WRITTEN TASK: Give the data below as a two-column CSV with the columns instruction and points. Make one row per request, holding its text and its answer, each in a single quoted field with line breaks replaced by spaces, and omit the pictures.

INPUT RECORDS:
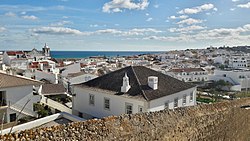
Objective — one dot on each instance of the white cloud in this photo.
(156, 6)
(2, 29)
(108, 31)
(247, 5)
(118, 5)
(31, 17)
(10, 14)
(149, 19)
(222, 35)
(94, 25)
(180, 38)
(190, 21)
(187, 29)
(56, 30)
(178, 17)
(61, 23)
(198, 9)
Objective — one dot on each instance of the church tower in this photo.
(46, 50)
(125, 84)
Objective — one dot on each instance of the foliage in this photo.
(205, 100)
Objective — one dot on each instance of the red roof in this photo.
(186, 70)
(13, 53)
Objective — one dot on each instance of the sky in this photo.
(123, 25)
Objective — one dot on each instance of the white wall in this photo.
(74, 68)
(18, 96)
(117, 103)
(159, 104)
(45, 75)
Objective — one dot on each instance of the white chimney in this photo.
(153, 82)
(125, 84)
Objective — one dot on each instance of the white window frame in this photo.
(92, 99)
(191, 96)
(176, 102)
(104, 103)
(166, 105)
(184, 99)
(140, 109)
(126, 110)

EXERCISE RESPONSE:
instruction,points
"Objective — one dot on each instance of the white cloud in this photo.","(156, 6) (2, 29) (108, 31) (247, 5) (118, 5) (31, 17) (10, 14) (149, 19) (222, 35) (94, 25) (180, 38) (190, 21) (187, 29) (56, 30) (178, 17) (61, 23) (198, 9)"
"Objective — one dot on each instance of the church tower in this photo.","(46, 50) (125, 84)"
"Objective — one dot on each instance of the foliage in this photo.","(205, 100)"
"Objective — one dot on each instance of the red roof in this photo.","(186, 70) (13, 53)"
"Objective — one dot on each instance of the sky in this photo.","(123, 25)"
"Objective — one dot on each instance of the white wall in this photo.","(74, 68) (18, 96) (117, 103) (159, 104) (45, 75)"
"Objective — one dot on each instance of the white chimney in this photo.","(153, 82) (125, 84)"
"Objective — one dot on each instance of the white window frame in this photo.","(92, 99) (191, 96) (176, 102) (104, 103) (166, 105) (184, 99) (140, 109) (126, 110)"